(Data records)
_ _ _ _ _ _ _
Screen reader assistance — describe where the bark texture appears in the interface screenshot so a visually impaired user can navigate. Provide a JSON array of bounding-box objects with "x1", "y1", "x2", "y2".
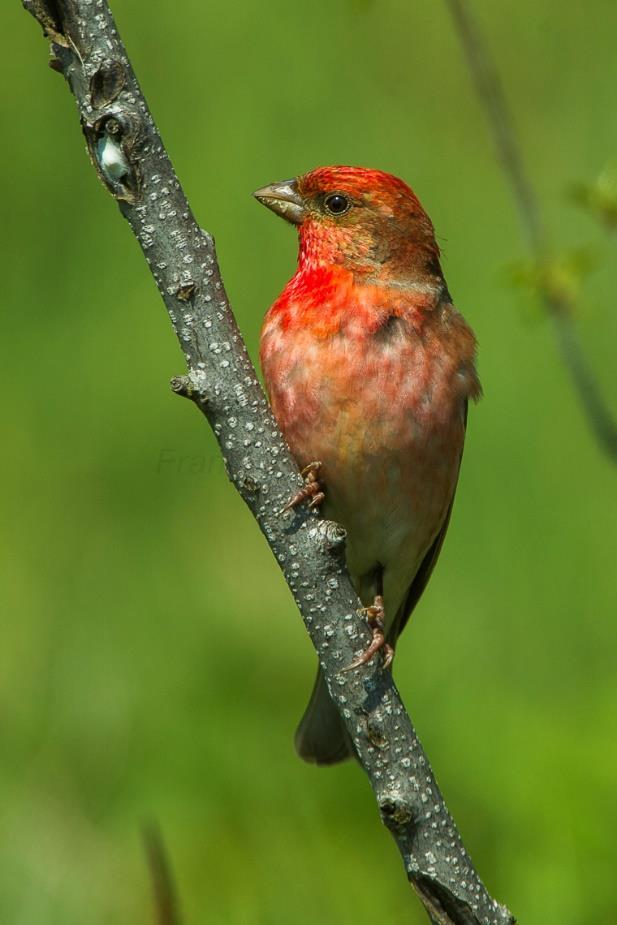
[{"x1": 24, "y1": 0, "x2": 514, "y2": 925}]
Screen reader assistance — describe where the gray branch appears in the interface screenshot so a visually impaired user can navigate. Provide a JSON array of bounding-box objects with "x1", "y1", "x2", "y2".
[{"x1": 24, "y1": 0, "x2": 514, "y2": 925}]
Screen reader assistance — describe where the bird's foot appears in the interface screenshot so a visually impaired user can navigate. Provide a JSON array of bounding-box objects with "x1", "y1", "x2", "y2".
[
  {"x1": 280, "y1": 462, "x2": 326, "y2": 514},
  {"x1": 343, "y1": 594, "x2": 394, "y2": 671}
]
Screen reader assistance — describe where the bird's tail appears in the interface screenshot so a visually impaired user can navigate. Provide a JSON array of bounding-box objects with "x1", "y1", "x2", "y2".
[{"x1": 295, "y1": 668, "x2": 353, "y2": 764}]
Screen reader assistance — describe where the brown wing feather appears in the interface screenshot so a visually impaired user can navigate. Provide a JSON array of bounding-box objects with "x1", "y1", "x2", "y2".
[{"x1": 388, "y1": 402, "x2": 467, "y2": 645}]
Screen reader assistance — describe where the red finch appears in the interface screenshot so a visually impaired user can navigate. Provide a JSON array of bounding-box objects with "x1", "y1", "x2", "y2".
[{"x1": 255, "y1": 167, "x2": 480, "y2": 764}]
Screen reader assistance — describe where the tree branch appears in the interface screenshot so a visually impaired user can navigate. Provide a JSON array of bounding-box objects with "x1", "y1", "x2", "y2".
[
  {"x1": 446, "y1": 0, "x2": 617, "y2": 463},
  {"x1": 23, "y1": 0, "x2": 514, "y2": 925}
]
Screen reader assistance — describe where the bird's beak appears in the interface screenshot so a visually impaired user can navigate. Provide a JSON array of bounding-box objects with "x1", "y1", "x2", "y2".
[{"x1": 253, "y1": 180, "x2": 305, "y2": 225}]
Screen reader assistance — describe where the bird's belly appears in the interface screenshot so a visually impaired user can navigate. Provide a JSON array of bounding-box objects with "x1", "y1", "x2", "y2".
[{"x1": 269, "y1": 328, "x2": 464, "y2": 616}]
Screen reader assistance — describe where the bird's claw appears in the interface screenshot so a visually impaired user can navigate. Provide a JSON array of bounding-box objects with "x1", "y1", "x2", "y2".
_ _ _ _ _ _ _
Retype all of the items above without any changes, and leave the pictures out.

Screen reader assistance — describe where the bark texture appears in the interface screenshot so a visually impaired user can navigate. Provide a JSON array of bounding-box objects with "x1", "y1", "x2", "y2".
[{"x1": 24, "y1": 0, "x2": 514, "y2": 925}]
Screen reader assistance — describe where the gray branch appears in the interface screenshot so a visually impaired user can navigate. Provide a JSON array of bounding-box objects with "x1", "y1", "x2", "y2".
[{"x1": 24, "y1": 0, "x2": 514, "y2": 925}]
Screen reader assistance — describe where the bird's foot appears in the interface screenshot so a visually impaired user can navigate. Provide a JSON array of bounding-box objects with "x1", "y1", "x2", "y2".
[
  {"x1": 280, "y1": 462, "x2": 326, "y2": 514},
  {"x1": 343, "y1": 594, "x2": 394, "y2": 671}
]
Screen reader assistance — describe where the bird's tail appears in the interface screenshot so a visually impaired user can navigate. Provide a JSON array of bounding-box objects with "x1", "y1", "x2", "y2".
[{"x1": 295, "y1": 668, "x2": 353, "y2": 764}]
Screen reader assistance — describe where the brown wing feather appears in the interface screenshot so a visually impaired user can navigate. Provide a JSON array of bounding-box objects with "x1", "y1", "x2", "y2".
[{"x1": 388, "y1": 402, "x2": 467, "y2": 645}]
Screen reader assistance — describe where the red finch appears in the interface screenshot so a visually impaired user can navigate. Provide a JSON array of bounding-box objects with "x1", "y1", "x2", "y2".
[{"x1": 255, "y1": 167, "x2": 480, "y2": 764}]
Screen reader assistance — describe where the tree branch appears in the interface screenshot so a visually impaired user can navigate. Provide a JSON array of bounding-box objects with "x1", "y1", "x2", "y2".
[
  {"x1": 446, "y1": 0, "x2": 617, "y2": 463},
  {"x1": 23, "y1": 0, "x2": 514, "y2": 925}
]
Screen reader assistance — describe where the bird's beak appears in the interface screenshot so a visually impaired user can navigate. Provide a JSON array of bounding-box objects with "x1", "y1", "x2", "y2".
[{"x1": 253, "y1": 180, "x2": 305, "y2": 225}]
Screen reader assistance — describe where the bird's belly appears in the interface screenshot so a visually impaired user can navigate. Provide a JSON array of bounding-box objects with "x1", "y1", "x2", "y2".
[{"x1": 269, "y1": 328, "x2": 464, "y2": 616}]
Screen reader assistance — describe where the bird's claw appears in the interface screenshot so a visually impaired user can navigate. Provide a JSON array of bounding-box objects with "x1", "y1", "x2", "y2".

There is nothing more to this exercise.